- **EXTRACTED DATA**:
******************************
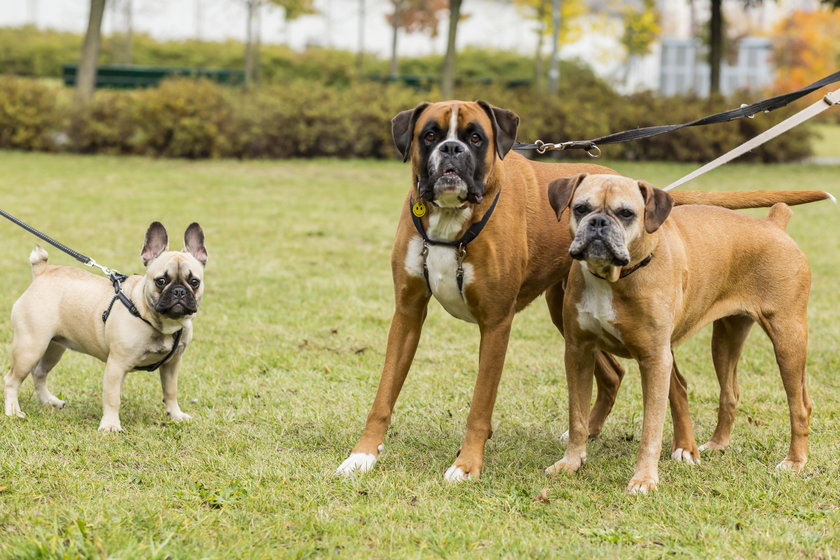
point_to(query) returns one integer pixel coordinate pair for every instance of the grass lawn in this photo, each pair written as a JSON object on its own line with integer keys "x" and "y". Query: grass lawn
{"x": 288, "y": 350}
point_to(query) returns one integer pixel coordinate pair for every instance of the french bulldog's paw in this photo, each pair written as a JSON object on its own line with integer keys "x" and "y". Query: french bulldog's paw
{"x": 179, "y": 416}
{"x": 110, "y": 426}
{"x": 712, "y": 446}
{"x": 13, "y": 410}
{"x": 358, "y": 462}
{"x": 793, "y": 465}
{"x": 642, "y": 484}
{"x": 685, "y": 456}
{"x": 55, "y": 402}
{"x": 566, "y": 465}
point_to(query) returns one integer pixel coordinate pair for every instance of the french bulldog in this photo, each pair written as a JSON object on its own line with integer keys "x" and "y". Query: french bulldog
{"x": 69, "y": 308}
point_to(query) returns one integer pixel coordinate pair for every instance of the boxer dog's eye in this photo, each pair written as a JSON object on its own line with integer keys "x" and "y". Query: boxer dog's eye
{"x": 581, "y": 210}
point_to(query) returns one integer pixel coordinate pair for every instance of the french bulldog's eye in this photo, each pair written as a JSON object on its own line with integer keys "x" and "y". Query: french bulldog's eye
{"x": 581, "y": 210}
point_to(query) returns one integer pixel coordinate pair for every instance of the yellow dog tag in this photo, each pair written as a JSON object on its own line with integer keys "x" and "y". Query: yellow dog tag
{"x": 419, "y": 209}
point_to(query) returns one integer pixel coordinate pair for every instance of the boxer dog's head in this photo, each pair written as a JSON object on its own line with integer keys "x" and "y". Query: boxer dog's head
{"x": 611, "y": 218}
{"x": 453, "y": 146}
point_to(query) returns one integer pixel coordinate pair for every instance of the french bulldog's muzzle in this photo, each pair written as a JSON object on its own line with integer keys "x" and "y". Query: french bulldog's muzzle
{"x": 451, "y": 176}
{"x": 176, "y": 302}
{"x": 600, "y": 239}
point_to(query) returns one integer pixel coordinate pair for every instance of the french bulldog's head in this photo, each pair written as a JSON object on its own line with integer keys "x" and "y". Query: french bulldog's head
{"x": 611, "y": 217}
{"x": 174, "y": 281}
{"x": 453, "y": 146}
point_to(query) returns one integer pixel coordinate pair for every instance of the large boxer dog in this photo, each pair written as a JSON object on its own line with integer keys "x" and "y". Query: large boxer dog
{"x": 645, "y": 278}
{"x": 492, "y": 245}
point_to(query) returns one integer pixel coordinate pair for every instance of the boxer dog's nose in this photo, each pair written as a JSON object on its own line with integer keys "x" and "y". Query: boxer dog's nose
{"x": 451, "y": 148}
******************************
- **TASK TO CARRY OUT**: Leaving out the pictures, restate the listing above exactly.

- **ANSWER**:
point_to(query) returns one integer pixel coordinate pair for every instance of the grass lawn in this photo, each pair written as a JSON object on its own line with integer keys "x" and "y". Query: grass lawn
{"x": 288, "y": 350}
point_to(query) returns one integer pixel coordinate pair for every instance of the french bulldog's paw in this photo, each pair written as a JSON object on its own line with integer keys "x" and "y". Query: french bulldog's paw
{"x": 179, "y": 416}
{"x": 110, "y": 426}
{"x": 712, "y": 446}
{"x": 13, "y": 410}
{"x": 358, "y": 462}
{"x": 793, "y": 465}
{"x": 642, "y": 484}
{"x": 685, "y": 456}
{"x": 55, "y": 402}
{"x": 566, "y": 465}
point_to(query) returns one integer pixel coordinate pair for every instance of the french bulldog in this photo, each pair written as a JSON object on its own line with integer keys "x" and "y". Query: french bulldog
{"x": 69, "y": 308}
point_to(query) returns one integer pixel coordinate pair for every instance of the boxer dog's eye in this photo, each pair written as a JSON object on its own line with integer keys "x" and "y". Query: boxer dog's eye
{"x": 581, "y": 210}
point_to(query) returns one integer pixel coordinate pair for every instance of the french bulldog's eye in this photo, each pair written as a JSON object on its own line with integer keys "x" and "y". Query: french bulldog's eye
{"x": 581, "y": 210}
point_to(query) returns one integer pixel coordinate pair for every instance of the yellow dog tag in this photo, each pair written as a JSON object on its own line with integer keys "x" and "y". Query: yellow dog tag
{"x": 419, "y": 209}
point_to(query) returns one integer pixel coordinate pair for every instance of the boxer dog's head in this photo, each pair written as a JSON object on its own line with integer keys "x" and "y". Query: boxer dog's head
{"x": 611, "y": 218}
{"x": 453, "y": 146}
point_to(query) returns one integer pixel coordinate pair for every instance of the french bulldog's muzzle in this photo, each pair written as a JSON object on its own line with integer keys "x" and "y". Query: french bulldog's muzzle
{"x": 451, "y": 176}
{"x": 176, "y": 302}
{"x": 600, "y": 239}
point_to(query) returns one integer pixel coordinate pair for every instance of the french bulldog's head in this photo, each pair written as a JSON object on its own line with integer keys "x" and "y". Query: french bulldog's head
{"x": 611, "y": 217}
{"x": 174, "y": 281}
{"x": 453, "y": 146}
point_to(query) returns one integer pixel coordinate pair for every instance of the large boxer dog in this photo, each pair written as a JSON object on its own line with integer keys "x" and "y". Query: large boxer dog
{"x": 645, "y": 278}
{"x": 492, "y": 245}
point_to(query) returns one integer pixel coordinate pair for every instance of the boxer dog's nose in this photo, each pair written as a JSON object on its own line with integer keys "x" and "y". Query: boxer dog's nose
{"x": 451, "y": 148}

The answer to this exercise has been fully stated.